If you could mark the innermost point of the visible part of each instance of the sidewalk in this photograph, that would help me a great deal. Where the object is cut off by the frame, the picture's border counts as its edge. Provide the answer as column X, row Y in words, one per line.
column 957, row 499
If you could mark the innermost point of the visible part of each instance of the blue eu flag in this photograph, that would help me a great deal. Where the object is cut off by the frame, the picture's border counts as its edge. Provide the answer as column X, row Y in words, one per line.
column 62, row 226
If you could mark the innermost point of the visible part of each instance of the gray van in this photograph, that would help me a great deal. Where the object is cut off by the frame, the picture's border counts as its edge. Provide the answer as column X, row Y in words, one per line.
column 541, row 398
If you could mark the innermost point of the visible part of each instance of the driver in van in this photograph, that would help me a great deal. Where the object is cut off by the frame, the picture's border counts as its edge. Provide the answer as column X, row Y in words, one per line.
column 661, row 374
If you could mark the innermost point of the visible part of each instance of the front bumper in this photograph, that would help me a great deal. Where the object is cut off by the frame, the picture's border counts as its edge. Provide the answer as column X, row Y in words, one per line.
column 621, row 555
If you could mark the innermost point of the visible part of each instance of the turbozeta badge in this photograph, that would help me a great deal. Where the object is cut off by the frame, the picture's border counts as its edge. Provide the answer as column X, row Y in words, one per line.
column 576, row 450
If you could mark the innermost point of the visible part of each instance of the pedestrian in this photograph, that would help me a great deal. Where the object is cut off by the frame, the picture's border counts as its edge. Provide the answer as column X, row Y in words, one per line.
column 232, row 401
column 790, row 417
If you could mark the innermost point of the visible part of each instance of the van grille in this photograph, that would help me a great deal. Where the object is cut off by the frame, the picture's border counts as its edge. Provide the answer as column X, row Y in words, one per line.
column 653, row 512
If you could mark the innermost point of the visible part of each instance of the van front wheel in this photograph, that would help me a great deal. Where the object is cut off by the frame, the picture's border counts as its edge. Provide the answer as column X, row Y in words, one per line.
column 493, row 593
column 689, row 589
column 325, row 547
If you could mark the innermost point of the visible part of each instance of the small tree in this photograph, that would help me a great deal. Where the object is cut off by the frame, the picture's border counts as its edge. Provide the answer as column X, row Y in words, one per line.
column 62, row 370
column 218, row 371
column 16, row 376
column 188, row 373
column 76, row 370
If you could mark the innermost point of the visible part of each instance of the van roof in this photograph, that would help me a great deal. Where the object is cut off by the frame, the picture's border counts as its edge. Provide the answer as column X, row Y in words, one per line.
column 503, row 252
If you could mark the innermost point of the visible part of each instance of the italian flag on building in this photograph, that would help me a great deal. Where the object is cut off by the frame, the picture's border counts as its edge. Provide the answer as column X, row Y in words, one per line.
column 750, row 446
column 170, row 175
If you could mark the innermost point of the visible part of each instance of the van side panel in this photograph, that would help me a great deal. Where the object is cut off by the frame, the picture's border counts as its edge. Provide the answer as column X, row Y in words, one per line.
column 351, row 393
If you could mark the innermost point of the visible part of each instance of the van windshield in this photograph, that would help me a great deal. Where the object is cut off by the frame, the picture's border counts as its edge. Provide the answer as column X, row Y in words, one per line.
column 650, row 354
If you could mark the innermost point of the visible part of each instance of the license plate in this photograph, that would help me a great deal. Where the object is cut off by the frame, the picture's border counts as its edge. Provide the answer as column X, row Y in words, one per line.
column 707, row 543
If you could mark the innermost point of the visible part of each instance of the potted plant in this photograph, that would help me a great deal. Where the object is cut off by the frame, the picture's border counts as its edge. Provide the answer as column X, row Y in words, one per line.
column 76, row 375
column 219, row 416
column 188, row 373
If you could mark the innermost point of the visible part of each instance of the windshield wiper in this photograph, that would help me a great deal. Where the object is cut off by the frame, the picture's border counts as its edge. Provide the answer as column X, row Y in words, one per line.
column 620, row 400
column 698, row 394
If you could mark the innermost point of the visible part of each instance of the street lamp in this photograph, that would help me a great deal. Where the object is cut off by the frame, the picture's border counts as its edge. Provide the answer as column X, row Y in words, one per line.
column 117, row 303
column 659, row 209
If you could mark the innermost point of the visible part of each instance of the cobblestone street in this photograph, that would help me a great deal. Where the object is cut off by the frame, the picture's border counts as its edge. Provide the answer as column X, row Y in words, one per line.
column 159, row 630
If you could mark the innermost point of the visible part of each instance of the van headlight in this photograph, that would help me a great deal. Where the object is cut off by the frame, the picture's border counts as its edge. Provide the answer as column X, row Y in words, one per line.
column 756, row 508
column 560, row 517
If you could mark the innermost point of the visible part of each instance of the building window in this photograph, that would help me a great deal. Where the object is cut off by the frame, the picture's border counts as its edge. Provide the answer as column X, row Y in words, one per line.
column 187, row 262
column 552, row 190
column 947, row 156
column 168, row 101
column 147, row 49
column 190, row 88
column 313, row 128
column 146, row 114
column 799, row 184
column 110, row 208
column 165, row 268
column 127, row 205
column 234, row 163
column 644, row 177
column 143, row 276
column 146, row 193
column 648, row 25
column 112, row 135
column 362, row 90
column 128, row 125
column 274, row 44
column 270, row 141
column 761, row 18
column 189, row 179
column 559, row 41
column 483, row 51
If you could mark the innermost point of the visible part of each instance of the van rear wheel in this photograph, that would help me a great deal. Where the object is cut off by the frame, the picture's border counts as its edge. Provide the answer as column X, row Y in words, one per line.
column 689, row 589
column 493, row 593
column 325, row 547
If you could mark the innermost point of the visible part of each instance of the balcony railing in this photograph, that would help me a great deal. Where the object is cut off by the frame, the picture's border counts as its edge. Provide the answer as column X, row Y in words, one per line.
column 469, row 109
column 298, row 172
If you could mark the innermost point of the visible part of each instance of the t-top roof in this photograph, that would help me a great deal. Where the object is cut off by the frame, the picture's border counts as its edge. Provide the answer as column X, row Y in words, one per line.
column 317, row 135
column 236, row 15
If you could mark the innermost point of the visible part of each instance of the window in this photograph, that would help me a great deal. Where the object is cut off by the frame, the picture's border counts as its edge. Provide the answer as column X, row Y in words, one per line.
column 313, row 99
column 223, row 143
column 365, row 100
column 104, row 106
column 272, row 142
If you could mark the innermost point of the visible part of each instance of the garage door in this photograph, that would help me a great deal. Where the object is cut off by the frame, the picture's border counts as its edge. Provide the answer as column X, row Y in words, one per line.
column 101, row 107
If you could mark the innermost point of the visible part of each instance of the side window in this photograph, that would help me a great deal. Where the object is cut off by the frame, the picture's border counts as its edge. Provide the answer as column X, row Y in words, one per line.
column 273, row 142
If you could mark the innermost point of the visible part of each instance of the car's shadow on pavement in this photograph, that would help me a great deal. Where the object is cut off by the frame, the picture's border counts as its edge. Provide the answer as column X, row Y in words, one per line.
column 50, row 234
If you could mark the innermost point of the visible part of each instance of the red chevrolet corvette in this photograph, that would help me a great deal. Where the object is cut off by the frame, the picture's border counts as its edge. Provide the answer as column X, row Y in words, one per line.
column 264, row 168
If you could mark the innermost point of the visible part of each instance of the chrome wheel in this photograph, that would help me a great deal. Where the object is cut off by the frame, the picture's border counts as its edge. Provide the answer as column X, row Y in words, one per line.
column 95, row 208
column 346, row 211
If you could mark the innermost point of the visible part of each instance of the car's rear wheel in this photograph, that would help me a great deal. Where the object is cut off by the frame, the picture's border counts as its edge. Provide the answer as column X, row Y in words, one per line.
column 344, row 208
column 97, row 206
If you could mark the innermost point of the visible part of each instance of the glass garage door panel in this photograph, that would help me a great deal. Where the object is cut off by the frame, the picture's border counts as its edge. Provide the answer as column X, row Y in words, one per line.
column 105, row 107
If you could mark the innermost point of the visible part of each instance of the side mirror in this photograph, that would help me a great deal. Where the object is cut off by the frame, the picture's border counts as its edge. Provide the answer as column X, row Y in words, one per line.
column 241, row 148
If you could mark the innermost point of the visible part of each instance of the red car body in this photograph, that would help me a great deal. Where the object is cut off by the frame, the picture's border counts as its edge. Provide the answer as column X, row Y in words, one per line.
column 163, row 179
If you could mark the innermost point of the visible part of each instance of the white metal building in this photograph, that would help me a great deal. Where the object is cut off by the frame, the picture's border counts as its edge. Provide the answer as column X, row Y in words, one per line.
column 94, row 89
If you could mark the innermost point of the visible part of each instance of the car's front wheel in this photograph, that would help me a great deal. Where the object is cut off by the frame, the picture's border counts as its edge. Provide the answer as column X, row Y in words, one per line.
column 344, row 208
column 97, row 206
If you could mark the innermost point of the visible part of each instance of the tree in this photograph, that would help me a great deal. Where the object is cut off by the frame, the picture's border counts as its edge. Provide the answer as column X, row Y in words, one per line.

» **Objective**: Convert the lines from the one containing "the van roof" up to and including the one containing "column 650, row 354" into a JSON list of strings, one string per line, leaving out blank lines.

» **Exercise answer**:
[
  "If you could mark the innermost point of the visible part of each instance of the van roof in this photograph, that would help me a great deal. Where the object is cut off by the frame, the picture's border counts as its edge. Provide the answer as column X, row Y in words, one per line.",
  "column 503, row 252",
  "If you could mark the innermost point of the visible part of each instance of the italian flag on building in this photograph, that would help me a great deal. Where the object is cut off by the frame, the picture's border counts as its edge. Provide the answer as column X, row Y in words, one per line.",
  "column 750, row 446",
  "column 170, row 175",
  "If you could mark the innermost point of the visible part of each instance of the van side panel in this photograph, that would help me a great deal. Where the object is cut off by the frame, the picture's border counts as its edge. Provide the answer as column X, row Y in words, one per line.",
  "column 351, row 393",
  "If you could mark the innermost point of the visible part of each instance of the van windshield in this photograph, that would help me a great deal. Where the object is cut off by the frame, the picture's border counts as its edge. Provide the answer as column X, row Y in words, one per line.",
  "column 650, row 354"
]